YOUR INSTRUCTIONS — Would it be possible to copy exactly the lines from the one containing "the woman's dark" to the end of the entries, including both and nothing else?

[Opening RECORD SET section]

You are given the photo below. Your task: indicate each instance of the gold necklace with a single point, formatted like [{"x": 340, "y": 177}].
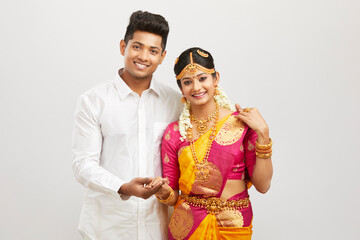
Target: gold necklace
[
  {"x": 201, "y": 124},
  {"x": 202, "y": 170}
]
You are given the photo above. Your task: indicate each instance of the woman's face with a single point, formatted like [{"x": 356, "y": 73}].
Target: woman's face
[{"x": 199, "y": 88}]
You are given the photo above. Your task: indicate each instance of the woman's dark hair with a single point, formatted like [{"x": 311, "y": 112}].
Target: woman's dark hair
[
  {"x": 147, "y": 22},
  {"x": 200, "y": 56}
]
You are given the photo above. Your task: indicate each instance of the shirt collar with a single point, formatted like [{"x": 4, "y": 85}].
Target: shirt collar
[{"x": 124, "y": 90}]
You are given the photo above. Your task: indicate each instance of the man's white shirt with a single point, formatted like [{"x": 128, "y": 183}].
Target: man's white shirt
[{"x": 117, "y": 137}]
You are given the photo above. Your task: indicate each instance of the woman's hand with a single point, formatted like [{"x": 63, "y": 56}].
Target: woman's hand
[{"x": 253, "y": 118}]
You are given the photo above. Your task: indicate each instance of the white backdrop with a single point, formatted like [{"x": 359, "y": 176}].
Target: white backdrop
[{"x": 297, "y": 61}]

[Closing RECORD SET section]

ANSWER —
You are given the photo above. Your task: indicate each instance of the woman's dark hair with a single point, formatted like [{"x": 311, "y": 112}].
Target: woman's dark hair
[
  {"x": 147, "y": 22},
  {"x": 200, "y": 56}
]
You are given the photo above. Your task: indicate each instance of the shirt collar with a single point, formatted like [{"x": 4, "y": 85}].
Target: shirt collar
[{"x": 124, "y": 90}]
You are given the photo above. Your task: indicate each instance of the man's white shirt with a single point, formatted like [{"x": 128, "y": 183}].
Target: man's white shirt
[{"x": 117, "y": 137}]
You are given the photo above. Your task: indicate each instance of the woman's hand with a single point, formatted like [{"x": 63, "y": 56}].
Target: woman's hand
[{"x": 253, "y": 118}]
You are given the photo above. Your task: indicate each instance of the white backdrop with a single point, formatted like [{"x": 359, "y": 176}].
Target: white backdrop
[{"x": 297, "y": 61}]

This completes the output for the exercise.